Em 1954, o psiquiatra Fredric Wertham (1895-1981) publicou seu livro A Sedução do Inocente, resultado de um estudo produzido ao longo de vários anos sobre a relação entre as histórias em quadrinhos e o aumento da delinquência juvenil nos Estados Unidos. No livro, que representou o maior ataque à indústria norte-americana de comics em toda a sua história, Wertham tinha como principal alvo as HQs sobre crimes e de terror, mas os super-heróis também não escaparam da sua mira. Para ele, a Mulher-Maravilha era uma lésbica e o Superman um fascista. E, naquela que foi a sua grande contribuição à cultura mundial e o maior motivo pelo qual falamos dele até hoje, Wertham foi também o primeiro a afirmar que Batman e Robin, a dupla dinâmica dos quadrinhos, eram gays.

_ _ _ _ _

### TAREFA 1
Resuma em duas frases o texto sobre o livro de Wertham.
### TAREFA 2
Retome o texto sobre o livro de Wertham do ponto onde ele para e escreva a continuação.
Os registros não têm nada a ver com isto.

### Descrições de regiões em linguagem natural
_ _ _ _ _

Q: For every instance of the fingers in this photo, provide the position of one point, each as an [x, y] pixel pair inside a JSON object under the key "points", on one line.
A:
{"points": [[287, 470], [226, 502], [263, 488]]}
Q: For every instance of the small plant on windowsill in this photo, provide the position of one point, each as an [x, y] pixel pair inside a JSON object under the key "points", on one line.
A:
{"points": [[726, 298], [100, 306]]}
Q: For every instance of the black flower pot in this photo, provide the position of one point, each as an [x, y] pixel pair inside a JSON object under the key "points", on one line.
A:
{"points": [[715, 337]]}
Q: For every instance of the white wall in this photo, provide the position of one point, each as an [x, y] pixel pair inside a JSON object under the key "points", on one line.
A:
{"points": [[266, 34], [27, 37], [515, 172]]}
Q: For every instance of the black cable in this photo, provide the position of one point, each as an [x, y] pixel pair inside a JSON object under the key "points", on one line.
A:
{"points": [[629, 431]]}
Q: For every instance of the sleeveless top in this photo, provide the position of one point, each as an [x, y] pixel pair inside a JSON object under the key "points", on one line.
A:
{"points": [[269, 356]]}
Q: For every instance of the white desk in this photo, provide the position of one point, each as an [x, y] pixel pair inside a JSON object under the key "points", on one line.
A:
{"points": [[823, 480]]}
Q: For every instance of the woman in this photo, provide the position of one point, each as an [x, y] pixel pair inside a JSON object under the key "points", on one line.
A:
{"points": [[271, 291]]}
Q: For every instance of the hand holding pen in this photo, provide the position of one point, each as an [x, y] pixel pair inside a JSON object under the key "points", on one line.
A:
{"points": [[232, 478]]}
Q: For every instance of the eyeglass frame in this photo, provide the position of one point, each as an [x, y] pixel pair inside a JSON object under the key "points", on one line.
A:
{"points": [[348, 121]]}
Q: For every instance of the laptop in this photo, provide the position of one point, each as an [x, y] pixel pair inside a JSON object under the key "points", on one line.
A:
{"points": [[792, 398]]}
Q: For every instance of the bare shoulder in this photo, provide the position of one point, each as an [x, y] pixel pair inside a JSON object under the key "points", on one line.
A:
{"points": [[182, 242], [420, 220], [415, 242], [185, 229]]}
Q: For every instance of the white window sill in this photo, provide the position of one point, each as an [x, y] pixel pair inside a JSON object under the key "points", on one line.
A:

_ _ _ _ _

### RESPOSTA FINAL 1
Em 1954, o psiquiatra Fredric Wertham publicou A Sedução do Inocente, um estudo sobre a relação entre as histórias em quadrinhos e o aumento da delinquência juvenil nos Estados Unidos, que foi o maior ataque à indústria norte-americana de comics. O alvo principal eram as HQs de crime e de terror, mas ele também mirou os super-heróis, dizendo que a Mulher-Maravilha era lésbica, que o Superman era fascista e que Batman e Robin eram gays.

### RESPOSTA FINAL 2
O problema de Wertham era que a sua proposta era muito enviesada – é como se ele já tivesse pronta na sua cabeça a hipótese que queria comprovar e, então, foi atrás somente dos dados a serviço de corroborá-la. Infelizmente, muita gente o levou a sério na época, por mais que hoje pareça absurdo pensar que ler HQs possa transformar crianças em delinquentes ou ter qualquer influência na orientação sexual. E o estrago foi feito: pais queimaram revistas em fogueiras, a indústria foi investigada pelo Congresso e teve de se reestruturar, editoras faliram, a criatividade dos artistas de quadrinhos foi inibida por várias décadas e, acima de tudo, a história sobre Batman e Robin pegou. Tanto que, depois dessa polêmica, ao longo dos anos, os roteiristas das HQs encheram a mansão Wayne de outros personagens – algumas femininas – para compor a Bat-família e mitigar as insinuações sobre Bruce e Dick Grayson morando juntos.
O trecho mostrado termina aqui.